▶ _Written problem A_
Decide whether each statement below agrees with the passage on vacant homes in Baltimore. Answer yes or no for each, quoting the deciding words of the passage.
(i) In 1950, Baltimore ranked as the sixth largest city in the United States.
(ii) Vacant homes in Baltimore outnumber homeless people 10 to 1.
(iii) The research builds a binary classification model.

Convolutional Neural Network leveraging Google Street View API

Robert Brasso

Cloud Infrastructure Architect

ML Engineer

AI Developer

AWS

Keras

Python

Abstract— Baltimore has upwards of 16,000 vacant homes and

cause numerous criminal problems for a city including violence,

prostitution, and drug use. Additionally, vacant homes represent

lost taxes for cities, lost intergenerational wealth for families,

drains on public resources, and lost home value. This research

uses Google Street View images of homes in Baltimore to create a

binary classification model using a convolutional neural network.

The key goal of this research is to aid in building a machine

learning model that can classify vacant homes in real time and

provide actionable insights to community service organizations in

the city of Baltimore.

I. INTRODUCTION

In 1950, Baltimore’s population was recorded at just under

a million people and it ranked as the sixth largest city in the

United States. Today, Baltimore’s population is around

620,000 representing a 35% decline in the city’s population

over the last 60 years. One result of this dramatic decrease in

population is that the city contains a significant amount of

vacant homes. According to an article in The Atlantic from

2014, Baltimore has upwards of 16,000 vacant homes and

vacant homes outnumber homeless people 6 to 1 (Semuels,

2018). While the city has tried for years to address this issue,

most policies have fallen short of making a large-scale

difference in the problem.

▶ _Data rows_
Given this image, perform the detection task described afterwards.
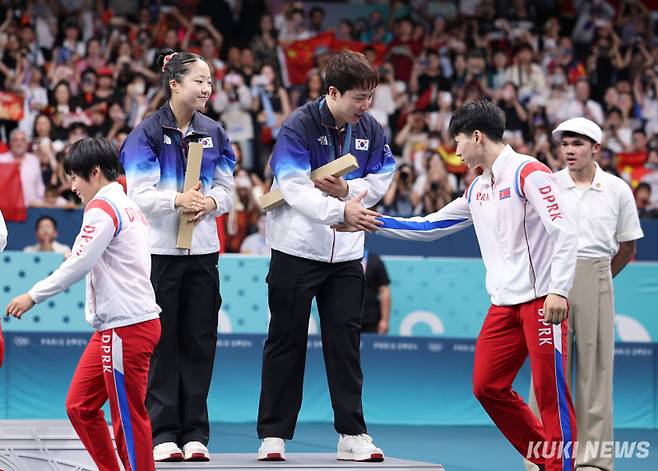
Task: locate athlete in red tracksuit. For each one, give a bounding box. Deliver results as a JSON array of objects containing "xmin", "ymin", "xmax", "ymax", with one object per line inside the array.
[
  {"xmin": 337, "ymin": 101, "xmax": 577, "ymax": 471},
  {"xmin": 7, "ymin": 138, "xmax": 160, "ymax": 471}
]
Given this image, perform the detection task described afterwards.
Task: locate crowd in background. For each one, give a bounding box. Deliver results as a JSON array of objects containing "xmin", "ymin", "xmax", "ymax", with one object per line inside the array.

▶ _Written problem B_
Report how many lines of the entries contain the string "xmax", giving only the number.

▶ _Task result A_
(i) Yes: "it ranked as the sixth largest city in the United States"
(ii) No: "vacant homes outnumber homeless people 6 to 1"
(iii) Yes: "binary classification model using a convolutional neural network"

▶ _Task result B_
4